Required work:
Convert every line of the data below into a Markdown table with the columns "Row" and "Line", numbering the rows in order and omitting blank lines.
## START Source records
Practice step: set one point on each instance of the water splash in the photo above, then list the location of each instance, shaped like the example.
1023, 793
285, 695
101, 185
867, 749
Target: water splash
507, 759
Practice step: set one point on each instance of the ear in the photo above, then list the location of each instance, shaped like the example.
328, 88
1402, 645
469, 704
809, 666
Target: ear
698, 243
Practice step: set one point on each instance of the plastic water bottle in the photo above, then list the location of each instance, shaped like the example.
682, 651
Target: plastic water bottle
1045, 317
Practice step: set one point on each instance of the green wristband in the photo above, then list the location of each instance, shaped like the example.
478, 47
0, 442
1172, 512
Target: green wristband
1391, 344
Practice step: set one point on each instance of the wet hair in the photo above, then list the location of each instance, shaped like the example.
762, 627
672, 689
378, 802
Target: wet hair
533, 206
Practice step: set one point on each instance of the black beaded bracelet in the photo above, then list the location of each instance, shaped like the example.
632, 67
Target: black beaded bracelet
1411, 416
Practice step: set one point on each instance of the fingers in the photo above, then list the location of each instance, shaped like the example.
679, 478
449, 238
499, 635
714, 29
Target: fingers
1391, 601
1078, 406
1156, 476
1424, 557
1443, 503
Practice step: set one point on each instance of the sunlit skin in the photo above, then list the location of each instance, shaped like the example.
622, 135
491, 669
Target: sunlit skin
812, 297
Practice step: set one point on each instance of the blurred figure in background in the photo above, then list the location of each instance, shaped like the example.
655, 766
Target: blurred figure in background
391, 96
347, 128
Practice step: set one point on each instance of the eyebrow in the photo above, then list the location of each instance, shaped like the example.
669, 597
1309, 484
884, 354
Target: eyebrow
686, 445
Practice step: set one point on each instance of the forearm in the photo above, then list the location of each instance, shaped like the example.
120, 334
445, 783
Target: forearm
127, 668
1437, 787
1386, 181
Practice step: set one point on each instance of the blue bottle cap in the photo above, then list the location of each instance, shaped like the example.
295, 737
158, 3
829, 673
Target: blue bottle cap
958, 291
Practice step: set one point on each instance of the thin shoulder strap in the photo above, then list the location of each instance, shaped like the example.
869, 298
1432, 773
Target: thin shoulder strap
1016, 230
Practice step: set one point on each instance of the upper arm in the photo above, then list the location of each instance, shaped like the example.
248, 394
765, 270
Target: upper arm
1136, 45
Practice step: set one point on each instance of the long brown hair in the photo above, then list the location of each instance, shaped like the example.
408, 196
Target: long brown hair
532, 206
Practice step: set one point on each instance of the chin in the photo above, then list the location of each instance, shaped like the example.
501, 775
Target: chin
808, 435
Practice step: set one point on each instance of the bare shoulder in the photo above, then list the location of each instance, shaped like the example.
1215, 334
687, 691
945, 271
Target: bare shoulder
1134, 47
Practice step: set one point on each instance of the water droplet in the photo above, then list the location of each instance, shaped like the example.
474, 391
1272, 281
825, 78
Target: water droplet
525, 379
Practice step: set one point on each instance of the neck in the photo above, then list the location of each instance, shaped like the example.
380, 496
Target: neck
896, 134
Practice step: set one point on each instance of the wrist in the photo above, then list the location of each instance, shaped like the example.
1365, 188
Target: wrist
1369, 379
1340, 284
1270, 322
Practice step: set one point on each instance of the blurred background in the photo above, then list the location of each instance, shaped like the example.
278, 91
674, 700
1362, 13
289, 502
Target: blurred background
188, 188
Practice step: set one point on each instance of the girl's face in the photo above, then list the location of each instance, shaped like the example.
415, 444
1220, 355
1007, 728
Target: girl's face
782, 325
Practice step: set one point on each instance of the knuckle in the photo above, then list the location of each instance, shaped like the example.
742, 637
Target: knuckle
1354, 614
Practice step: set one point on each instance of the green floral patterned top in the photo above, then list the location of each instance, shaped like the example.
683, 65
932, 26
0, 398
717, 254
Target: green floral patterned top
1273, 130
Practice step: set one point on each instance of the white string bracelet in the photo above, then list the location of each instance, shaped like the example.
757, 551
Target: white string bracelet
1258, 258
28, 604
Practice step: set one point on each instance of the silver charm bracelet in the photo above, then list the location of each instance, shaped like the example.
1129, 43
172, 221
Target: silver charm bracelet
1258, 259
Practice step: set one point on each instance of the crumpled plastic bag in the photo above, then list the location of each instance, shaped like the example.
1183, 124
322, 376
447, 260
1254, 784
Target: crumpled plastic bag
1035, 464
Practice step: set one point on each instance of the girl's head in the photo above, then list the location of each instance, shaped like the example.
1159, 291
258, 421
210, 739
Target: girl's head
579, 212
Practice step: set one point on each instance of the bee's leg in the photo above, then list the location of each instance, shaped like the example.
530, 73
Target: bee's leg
## END Source records
Solution to this exercise:
| Row | Line |
|---|---|
| 1 | Practice step: set one point on each instance of the water splash in the photo above, then list the location of each instance, shaped like the example. |
| 2 | 1023, 793 |
| 3 | 285, 695 |
| 4 | 101, 185 |
| 5 | 867, 749 |
| 6 | Target: water splash |
| 7 | 507, 759 |
| 8 | Practice step: set one point on each instance of the ear in the photo above, then list the location of each instance, shaped like the example. |
| 9 | 328, 88 |
| 10 | 1402, 645 |
| 11 | 469, 704 |
| 12 | 809, 666 |
| 13 | Target: ear |
| 14 | 698, 243 |
| 15 | Practice step: set one point on each instance of the plastic water bottle in the photo above, then list the location of each instance, shaped like the example. |
| 16 | 682, 651 |
| 17 | Target: plastic water bottle |
| 18 | 1045, 317 |
| 19 | Practice step: set one point on each instance of the green wristband in the photo above, then list the location of each instance, shaped like the example. |
| 20 | 478, 47 |
| 21 | 0, 442 |
| 22 | 1172, 512 |
| 23 | Target: green wristband |
| 24 | 1391, 344 |
| 25 | Practice step: set one point on each instance of the wet hair in the photo above, then list the location of each instance, shaped like the example. |
| 26 | 762, 627 |
| 27 | 672, 689 |
| 28 | 378, 802 |
| 29 | Target: wet hair |
| 30 | 533, 206 |
| 31 | Practice step: set one point on each instance of the black beaded bracelet in the photo above, then list the location of each instance, shaped like the example. |
| 32 | 632, 67 |
| 33 | Target: black beaded bracelet |
| 34 | 1411, 416 |
| 35 | Practice step: set one point on each instance of the fingers in the photo above, then list the location of each instance, shaped like the example. |
| 36 | 679, 478 |
| 37 | 449, 238 |
| 38 | 499, 635 |
| 39 | 714, 29 |
| 40 | Target: fingers |
| 41 | 1391, 601 |
| 42 | 1078, 406 |
| 43 | 1156, 476 |
| 44 | 1424, 557 |
| 45 | 1443, 503 |
| 46 | Practice step: set one point on each instance of the sunlit skin in the photo above, then list the location of each instance, shaped like the example. |
| 47 | 622, 135 |
| 48 | 491, 669 |
| 49 | Target: sunlit skin |
| 50 | 812, 297 |
| 51 | Practice step: set one point on each instance of the blurred figure in background in the photo above, then list the location of each instance, shaped like the example. |
| 52 | 655, 766 |
| 53 | Target: blurred figure in background |
| 54 | 391, 96 |
| 55 | 347, 128 |
| 56 | Practice step: set one point on each instance of the eyebrow in the photo above, then list the location of each instance, shaped like the example. |
| 57 | 669, 597 |
| 58 | 1309, 484 |
| 59 | 884, 354 |
| 60 | Target: eyebrow |
| 61 | 686, 445 |
| 62 | Practice step: set one point on each instance of the forearm in the photo above, then list the location of each instance, shaped like the example. |
| 63 | 120, 334 |
| 64 | 445, 783 |
| 65 | Target: forearm |
| 66 | 127, 668 |
| 67 | 1437, 787 |
| 68 | 1386, 181 |
| 69 | Practice step: set one point on each instance of the blue bottle cap in the photo above, then list the location of each instance, shaped like the example. |
| 70 | 295, 737 |
| 71 | 158, 3 |
| 72 | 829, 673 |
| 73 | Target: blue bottle cap |
| 74 | 958, 291 |
| 75 | Practice step: set one point on each instance of the thin shoulder strap in the photo above, then list the location of each instance, shaped like the example. |
| 76 | 869, 298 |
| 77 | 1432, 773 |
| 78 | Target: thin shoulder strap |
| 79 | 1016, 230 |
| 80 | Practice step: set one point on each instance of the upper arm in the photo above, then list the location of each instance, shaped like the example. |
| 81 | 248, 394 |
| 82 | 765, 270 |
| 83 | Target: upper arm |
| 84 | 1136, 45 |
| 85 | Practice step: set one point on each instance of the long brown hair in the photo above, then list the location of each instance, shaped like the example. |
| 86 | 408, 196 |
| 87 | Target: long brown hair |
| 88 | 532, 206 |
| 89 | Practice step: set one point on each instance of the chin in the photo above, then list the location of each instance, shaped like the example. |
| 90 | 501, 775 |
| 91 | Target: chin |
| 92 | 808, 435 |
| 93 | Practice step: set one point on each instance of the bare shoulder in the photo above, then list the location of each instance, shaped like the example. |
| 94 | 1215, 334 |
| 95 | 687, 691 |
| 96 | 945, 271 |
| 97 | Target: bare shoulder |
| 98 | 1134, 47 |
| 99 | Practice step: set one point on each instance of the water droplet in the photo above, then list the location of each instance, shaped like the example. |
| 100 | 474, 391 |
| 101 | 1272, 281 |
| 102 | 825, 78 |
| 103 | Target: water droplet |
| 104 | 525, 379 |
| 105 | Practice step: set one point on each instance of the neck in the photo above, then list the location of each instance, shaped like the example. |
| 106 | 380, 496 |
| 107 | Target: neck |
| 108 | 896, 134 |
| 109 | Practice step: set one point on each instance of the wrist in the photo above, then list the location of each instance, shaped like the example. |
| 110 | 1365, 188 |
| 111 | Target: wrist |
| 112 | 1369, 379 |
| 113 | 1340, 284 |
| 114 | 1270, 322 |
| 115 | Practice step: set one point on each instance of the blurred background in the photo above, then list the location of each instance, shaped like the example. |
| 116 | 278, 91 |
| 117 | 674, 700 |
| 118 | 1362, 13 |
| 119 | 289, 502 |
| 120 | Target: blurred background |
| 121 | 188, 188 |
| 122 | Practice step: set one point on each instance of the girl's face in the photo above, then list the location of each instance, shaped like the example. |
| 123 | 415, 444 |
| 124 | 1220, 355 |
| 125 | 1007, 728 |
| 126 | Target: girl's face |
| 127 | 782, 325 |
| 128 | Practice step: set one point on each instance of the knuckle in the photo above, then list the location of each instance, shaped like the example. |
| 129 | 742, 637 |
| 130 | Target: knuckle |
| 131 | 1354, 614 |
| 132 | Practice step: set one point on each instance of the green floral patterned top in the photo above, then list the location of each instance, shaped like the example. |
| 133 | 683, 65 |
| 134 | 932, 26 |
| 135 | 0, 398 |
| 136 | 717, 254 |
| 137 | Target: green floral patterned top |
| 138 | 1273, 130 |
| 139 | Practice step: set one point on each instance of the white string bracelet in the photo above, then list the location of each instance, shaped like the example. |
| 140 | 757, 551 |
| 141 | Target: white string bracelet |
| 142 | 1258, 258 |
| 143 | 28, 604 |
| 144 | Practice step: set one point on each instance of the silver charm bracelet in the photo above, then list the location of each instance, shaped like the example. |
| 145 | 1129, 43 |
| 146 | 172, 221 |
| 147 | Target: silver charm bracelet |
| 148 | 1258, 259 |
| 149 | Practice step: set one point on each instance of the crumpled plastic bag in the photo above, then list the location of each instance, shaped like the example. |
| 150 | 1183, 124 |
| 151 | 322, 376 |
| 152 | 447, 260 |
| 153 | 1254, 784 |
| 154 | Target: crumpled plastic bag |
| 155 | 1035, 464 |
| 156 | Practice step: set one point on each instance of the girl's head in the photo above, then list the location of each instance, shaped like the example. |
| 157 | 1159, 291 |
| 158 | 258, 421 |
| 159 | 210, 739 |
| 160 | Target: girl's head |
| 161 | 579, 212 |
| 162 | Practice step: set one point on each instance of the bee's leg in the photo above, then list the location of each instance, shaped like the example. |
| 163 | 530, 73 |
| 164 | Target: bee's leg |